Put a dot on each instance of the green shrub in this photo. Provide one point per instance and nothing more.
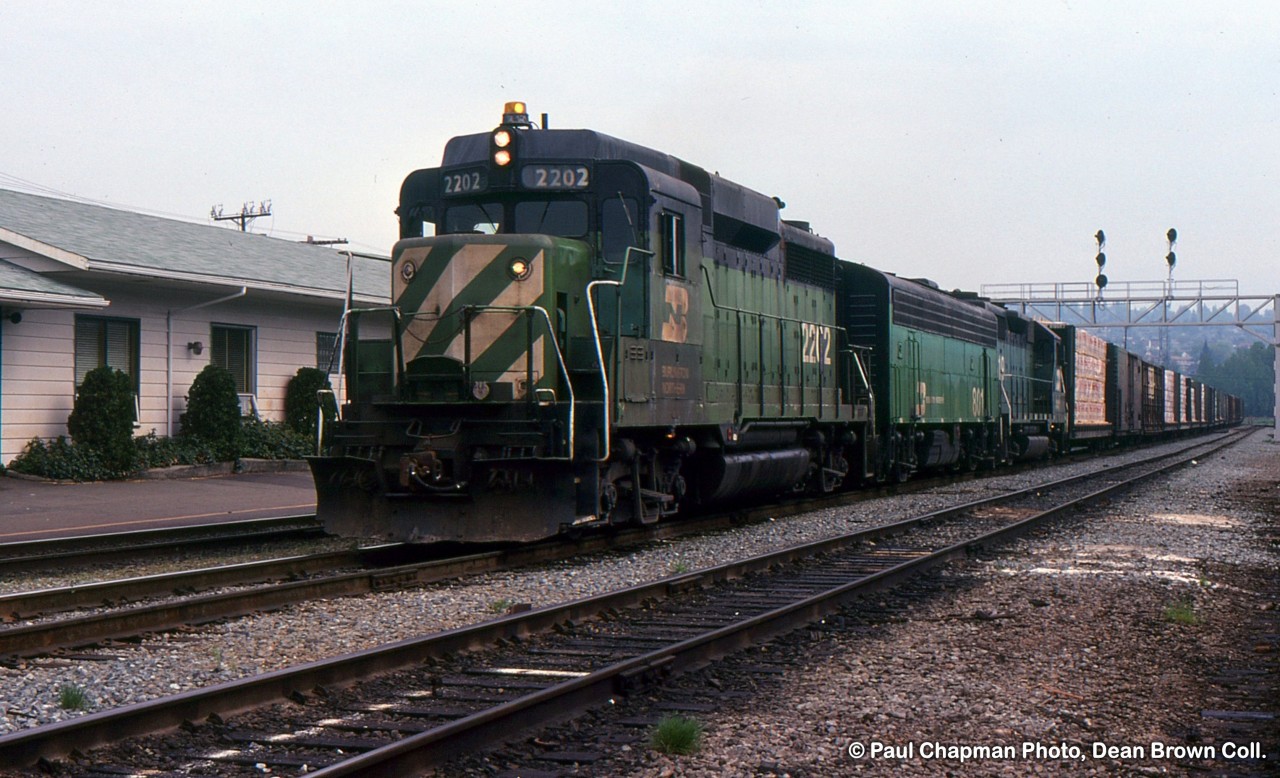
(273, 440)
(213, 412)
(167, 452)
(103, 417)
(301, 401)
(62, 460)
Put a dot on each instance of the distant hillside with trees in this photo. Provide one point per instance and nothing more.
(1247, 373)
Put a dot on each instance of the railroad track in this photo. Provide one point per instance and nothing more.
(128, 608)
(64, 553)
(455, 692)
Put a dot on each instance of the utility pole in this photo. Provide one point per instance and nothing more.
(247, 214)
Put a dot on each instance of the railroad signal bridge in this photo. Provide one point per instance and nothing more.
(1139, 305)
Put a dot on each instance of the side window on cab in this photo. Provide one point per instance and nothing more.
(672, 227)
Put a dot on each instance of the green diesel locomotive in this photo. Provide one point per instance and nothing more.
(585, 332)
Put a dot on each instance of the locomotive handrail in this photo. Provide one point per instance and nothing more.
(320, 396)
(599, 348)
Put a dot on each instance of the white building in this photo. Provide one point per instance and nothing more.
(83, 285)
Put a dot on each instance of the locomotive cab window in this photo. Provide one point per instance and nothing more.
(672, 227)
(481, 218)
(560, 218)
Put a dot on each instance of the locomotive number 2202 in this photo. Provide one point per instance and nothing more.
(816, 343)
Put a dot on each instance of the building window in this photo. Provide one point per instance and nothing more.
(106, 342)
(673, 245)
(325, 343)
(232, 348)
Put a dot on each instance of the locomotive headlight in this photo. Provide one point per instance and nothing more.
(519, 269)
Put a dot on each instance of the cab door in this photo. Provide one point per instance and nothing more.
(676, 305)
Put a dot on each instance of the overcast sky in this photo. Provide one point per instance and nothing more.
(968, 142)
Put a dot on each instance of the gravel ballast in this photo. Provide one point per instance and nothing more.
(1139, 640)
(960, 657)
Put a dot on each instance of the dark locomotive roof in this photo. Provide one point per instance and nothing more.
(739, 216)
(745, 225)
(918, 306)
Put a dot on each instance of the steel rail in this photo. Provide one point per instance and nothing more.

What needs to be done: Restate all of the material word for word. Keep out every picture.

Task response:
Put a dot on each instance of the green shrub in this photo. Provide one point per instance and nothing more.
(273, 440)
(213, 412)
(167, 452)
(103, 417)
(301, 401)
(62, 460)
Put a dot on each instance of the distant hillside with trees in this photo. Provide one point per instance and nothing more.
(1247, 373)
Put a dot on each instance of the railroad track in this photo. Provide one point per instance and nothing more.
(128, 608)
(64, 553)
(455, 692)
Put a dot on each instance of the utility pole in this photo. Provide one point per instance and nothing more.
(247, 214)
Put a dot on each instance of the railroad signal bridge in this photo. Provide one point per instance and nothing more.
(1139, 305)
Put a dot on each instance of the side window on cab in this photo. Provide one point per instance and nothing more.
(672, 227)
Put a dot on each instance of the green diesel locomotive in this photo. Provide one point per instance and nothing more.
(585, 332)
Put a dot on each instance of the locomotive handrail in this photo. Provide one point per instance and nothing more.
(320, 396)
(599, 348)
Put a dot on each instance of the white building in this photo. Provide one point per instance and nothing more.
(83, 285)
Put a dot on each instance of the locomotive cab window in this photo. Provide one point per instance and nothing more.
(672, 227)
(481, 218)
(560, 218)
Put a dot on each instance of the locomotive number 2202 in this photo. Provide one point per instance and nothing more.
(816, 343)
Put a dot on each instance of the building window in this photo. Provide one point per instance and nothing more.
(106, 342)
(673, 245)
(325, 343)
(232, 348)
Put a dot on each instance of the locomotive headlight in this photo. Provide one point per instance and nothing more.
(519, 269)
Put a dot on each instance of the cab door in this photo. Provide one point per instance and nothing more.
(676, 305)
Put a dot on each instance of the overcast sky in this photo. Provide one point per instance and nothing more.
(968, 142)
Put a dot on each instance of the gravel ballast in this photo. Provide one point per instance and nothing more.
(1139, 640)
(960, 657)
Put a dot on each instance of the dark locomotive roof in this photo. Provide one point per instance and nothing more.
(739, 216)
(745, 225)
(918, 306)
Put a dot on each instance of the steel rail in this photo. Provide one point per instance and nothing more.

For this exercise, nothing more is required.